Extrait fourni
__________________________________________________
Le chef du gouvernement italien Silvio Berlusconi a une nouvelle fois lundi attaqué la magistrature, en marge d'un de ses procès, la qualifiant de «cancer de la démocratie» en pleine journée d'hommage aux victimes du terrorisme, suscitant l'indignation notamment de magistrats.

Les juges «sont le cancer de notre démocratie», a déclaré M. Berlusconi en se disant victime d'une persécution du parquet de Milan, en marge d'une audience du procès Mills où il est accusé de corruption de témoin.

Il a fustigé les «accusations infondées des procureurs de Milan qui utilisent le droit contre ceux qu'ils considèrent comme un adversaire politique».

Le président de l'Association nationale des magistrats Luca Palamara a qualifié ces propos de «graves et inacceptables».

Parler de «cancer ou de métastases» pour stigmatiser les juges est de «la vulgarité de bas étage», a dénoncé à son tour Francesco Saverio Borelli, ex-procureur en chef de Milan, tandis que Rosy Bindi, dirigeante de l'opposition de gauche, a parlé d'une «véritable pathologie personnelle» de Berlusconi.
__________________________________________________
Consignes
A - Traduisez en anglais cette phrase de l'article sur Berlusconi et la magistrature : « Le président de l'Association nationale des magistrats Luca Palamara a qualifié ces propos de «graves et inacceptables». »
B - Rédigez la suite de l'article sur Berlusconi et la magistrature, en reprenant après sa dernière phrase.
Les lignes qui viennent ensuite forment un matériau indépendant de l'article.

(Données de pointage d'expressions référentielles)
__________________________________________________
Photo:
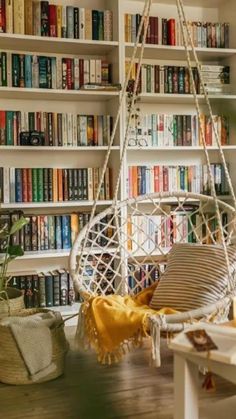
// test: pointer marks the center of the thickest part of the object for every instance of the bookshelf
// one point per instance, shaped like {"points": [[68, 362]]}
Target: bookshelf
{"points": [[116, 51]]}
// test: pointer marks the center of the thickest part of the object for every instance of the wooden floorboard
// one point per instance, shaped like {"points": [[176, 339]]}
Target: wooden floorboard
{"points": [[130, 390]]}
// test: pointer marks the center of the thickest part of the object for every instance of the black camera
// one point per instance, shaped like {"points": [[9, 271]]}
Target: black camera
{"points": [[32, 138]]}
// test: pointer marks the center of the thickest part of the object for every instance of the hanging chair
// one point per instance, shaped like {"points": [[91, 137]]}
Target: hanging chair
{"points": [[125, 248]]}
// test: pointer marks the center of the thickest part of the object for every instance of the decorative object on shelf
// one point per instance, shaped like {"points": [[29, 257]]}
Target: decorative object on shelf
{"points": [[202, 230], [11, 300]]}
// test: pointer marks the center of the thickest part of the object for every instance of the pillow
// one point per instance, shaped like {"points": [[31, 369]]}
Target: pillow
{"points": [[196, 275]]}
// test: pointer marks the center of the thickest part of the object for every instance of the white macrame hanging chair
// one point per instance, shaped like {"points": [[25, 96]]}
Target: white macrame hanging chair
{"points": [[102, 260]]}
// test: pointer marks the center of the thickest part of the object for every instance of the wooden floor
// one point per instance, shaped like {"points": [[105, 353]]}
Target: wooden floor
{"points": [[131, 390]]}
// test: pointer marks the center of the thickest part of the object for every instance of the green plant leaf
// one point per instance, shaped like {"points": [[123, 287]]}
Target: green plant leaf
{"points": [[4, 234], [18, 225], [15, 251]]}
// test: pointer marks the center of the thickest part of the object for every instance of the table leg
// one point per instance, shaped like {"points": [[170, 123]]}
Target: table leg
{"points": [[185, 389]]}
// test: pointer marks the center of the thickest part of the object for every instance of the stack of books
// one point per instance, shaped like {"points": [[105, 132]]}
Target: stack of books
{"points": [[58, 129], [150, 233], [142, 277], [162, 31], [99, 277], [52, 185], [27, 71], [52, 231], [44, 18], [50, 289], [164, 79], [216, 78], [149, 179], [163, 130]]}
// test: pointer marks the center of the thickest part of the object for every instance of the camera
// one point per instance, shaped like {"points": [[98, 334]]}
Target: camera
{"points": [[32, 138]]}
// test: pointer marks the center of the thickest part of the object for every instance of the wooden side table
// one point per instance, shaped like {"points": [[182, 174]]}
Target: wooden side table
{"points": [[186, 373]]}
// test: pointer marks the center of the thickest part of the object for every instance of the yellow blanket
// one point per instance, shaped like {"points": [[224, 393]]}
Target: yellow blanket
{"points": [[110, 322]]}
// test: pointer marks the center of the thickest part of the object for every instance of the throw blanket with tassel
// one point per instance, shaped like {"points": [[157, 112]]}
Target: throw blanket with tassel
{"points": [[109, 323]]}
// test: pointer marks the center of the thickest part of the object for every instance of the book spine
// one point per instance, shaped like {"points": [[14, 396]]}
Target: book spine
{"points": [[52, 20], [29, 17], [63, 288], [108, 25], [49, 289], [19, 16], [9, 16], [44, 18], [76, 22], [56, 289], [59, 20], [70, 21], [42, 290], [66, 232]]}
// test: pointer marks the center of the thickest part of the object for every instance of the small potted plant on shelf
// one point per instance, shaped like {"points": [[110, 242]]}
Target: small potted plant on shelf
{"points": [[11, 299]]}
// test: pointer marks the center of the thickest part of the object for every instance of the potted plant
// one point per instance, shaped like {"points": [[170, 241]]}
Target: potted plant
{"points": [[11, 299]]}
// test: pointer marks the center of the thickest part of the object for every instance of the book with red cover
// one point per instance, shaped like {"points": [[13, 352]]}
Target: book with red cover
{"points": [[29, 185], [171, 32], [52, 20], [81, 72], [156, 179], [69, 75], [2, 127], [2, 16], [157, 79], [152, 29], [156, 36], [24, 185]]}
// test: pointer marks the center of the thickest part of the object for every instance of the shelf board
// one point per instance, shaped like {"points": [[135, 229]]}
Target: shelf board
{"points": [[62, 205], [67, 310], [181, 148], [163, 52], [51, 254], [179, 98], [33, 43], [188, 200], [200, 3], [58, 149], [56, 94]]}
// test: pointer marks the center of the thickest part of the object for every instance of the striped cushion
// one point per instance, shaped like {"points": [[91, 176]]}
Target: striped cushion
{"points": [[196, 275]]}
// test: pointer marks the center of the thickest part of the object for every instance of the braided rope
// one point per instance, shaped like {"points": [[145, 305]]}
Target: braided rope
{"points": [[144, 21], [188, 37]]}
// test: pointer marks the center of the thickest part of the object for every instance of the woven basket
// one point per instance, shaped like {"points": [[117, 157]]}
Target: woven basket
{"points": [[13, 304], [12, 366]]}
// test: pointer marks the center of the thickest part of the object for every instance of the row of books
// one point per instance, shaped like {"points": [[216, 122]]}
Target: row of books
{"points": [[33, 71], [164, 79], [57, 129], [216, 78], [50, 289], [154, 232], [51, 231], [142, 277], [162, 31], [149, 179], [176, 79], [42, 18], [52, 185], [99, 277], [178, 130]]}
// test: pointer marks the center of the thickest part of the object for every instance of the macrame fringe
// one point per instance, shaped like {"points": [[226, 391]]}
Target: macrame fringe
{"points": [[87, 337]]}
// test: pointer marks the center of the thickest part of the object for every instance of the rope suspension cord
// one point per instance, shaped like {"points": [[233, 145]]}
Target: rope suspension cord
{"points": [[188, 37], [143, 25]]}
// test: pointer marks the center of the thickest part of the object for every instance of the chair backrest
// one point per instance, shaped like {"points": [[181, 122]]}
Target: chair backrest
{"points": [[124, 248]]}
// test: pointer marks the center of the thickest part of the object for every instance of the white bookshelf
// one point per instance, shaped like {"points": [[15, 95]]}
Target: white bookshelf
{"points": [[91, 102]]}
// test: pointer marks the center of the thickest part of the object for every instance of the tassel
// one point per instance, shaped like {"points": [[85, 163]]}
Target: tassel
{"points": [[209, 382], [155, 333], [81, 339]]}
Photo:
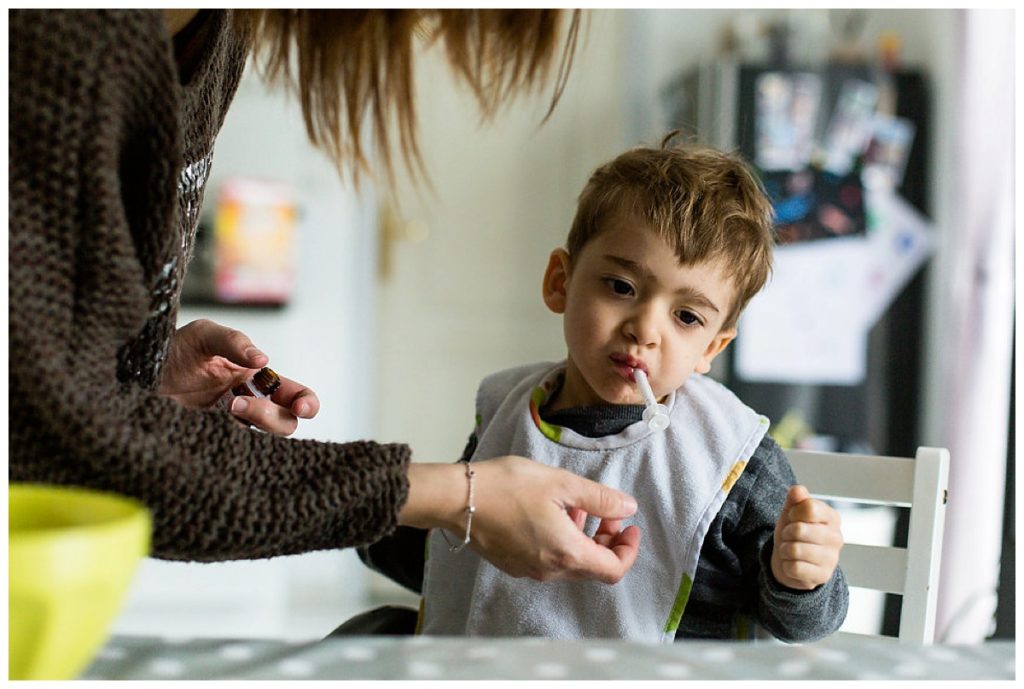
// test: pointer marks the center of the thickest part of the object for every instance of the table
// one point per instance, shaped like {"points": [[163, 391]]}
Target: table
{"points": [[448, 658]]}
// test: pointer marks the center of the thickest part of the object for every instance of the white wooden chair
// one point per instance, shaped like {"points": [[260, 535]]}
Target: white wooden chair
{"points": [[919, 483]]}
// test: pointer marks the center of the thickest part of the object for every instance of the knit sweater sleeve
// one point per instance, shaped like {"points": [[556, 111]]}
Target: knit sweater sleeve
{"points": [[86, 132], [787, 613]]}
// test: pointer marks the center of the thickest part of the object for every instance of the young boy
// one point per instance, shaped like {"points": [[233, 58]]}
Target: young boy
{"points": [[667, 248]]}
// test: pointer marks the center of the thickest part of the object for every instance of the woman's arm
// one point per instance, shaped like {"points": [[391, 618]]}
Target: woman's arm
{"points": [[521, 523]]}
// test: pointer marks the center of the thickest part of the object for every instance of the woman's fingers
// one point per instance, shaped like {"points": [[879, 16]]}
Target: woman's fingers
{"points": [[265, 415], [298, 398]]}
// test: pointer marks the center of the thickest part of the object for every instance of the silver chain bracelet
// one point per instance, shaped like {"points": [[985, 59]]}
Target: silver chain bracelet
{"points": [[470, 509]]}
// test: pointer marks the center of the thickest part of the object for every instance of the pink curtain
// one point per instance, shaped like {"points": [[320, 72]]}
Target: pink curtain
{"points": [[978, 284]]}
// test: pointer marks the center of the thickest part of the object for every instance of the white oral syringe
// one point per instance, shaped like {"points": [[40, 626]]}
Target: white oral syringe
{"points": [[655, 415]]}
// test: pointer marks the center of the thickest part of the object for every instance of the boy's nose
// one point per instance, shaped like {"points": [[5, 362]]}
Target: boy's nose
{"points": [[642, 328]]}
__________________________________________________
Corrigés
A - The president of the National Association of Magistrates, Luca Palamara, described these remarks as "serious and unacceptable."

B -
Quant au procès Mills, auquel il assistait pour la première fois, M. Berlusconi l'a qualifié de «paradoxal, vraiment surréaliste», affirmant que le dossier ne contenait «rien de rien» et jurant ne pas connaître l'avocat Mills, auquel il est accusé d'avoir versé 600 000 dollars pour de faux témoignages.

De son côté, M. Mills a déjà été condamné pour ces faits avant de bénéficier de la prescription.

La prochaine audience a été fixée au 16 mai en présence de deux témoins, dont l'ex-patron de l'écurie de Formule 1 de Renault, Flavio Briatore.

Avant l'audience, des frictions ont opposé une vingtaine de partisans de M. Berlusconi et une poignée de défenseurs de la magistrature. Ceux-ci ont déposé pancartes et bouquets en hommage aux 26 magistrats morts pendant les années de plomb du terrorisme des décennies 1970-80 ou tués dans des attentats de la mafia au début des années 1990.

Des photos géantes de deux juges et d'un avocat, victimes du terrorisme, ont été placardées sur la façade du tribunal. Une grande banderole disait «Merci aux magistrats et à la police judiciaire».

C'était la quatrième fois que M. Berlusconi se rendait au tribunal de Milan depuis son retour le 28 mars pour une autre affaire, après huit ans d'absence.

Au même moment, le président Giorgio Napolitano commémorait avec émotion la mort de dix magistrats pendant les années de plomb, à l'occasion de la Journée en mémoire des victimes du terrorisme.

M. Berlusconi, qui revendique haut et fort son anti-communisme, a qualifié de «figures héroïques» les juges tués par les Brigades rouges d'extrême gauche.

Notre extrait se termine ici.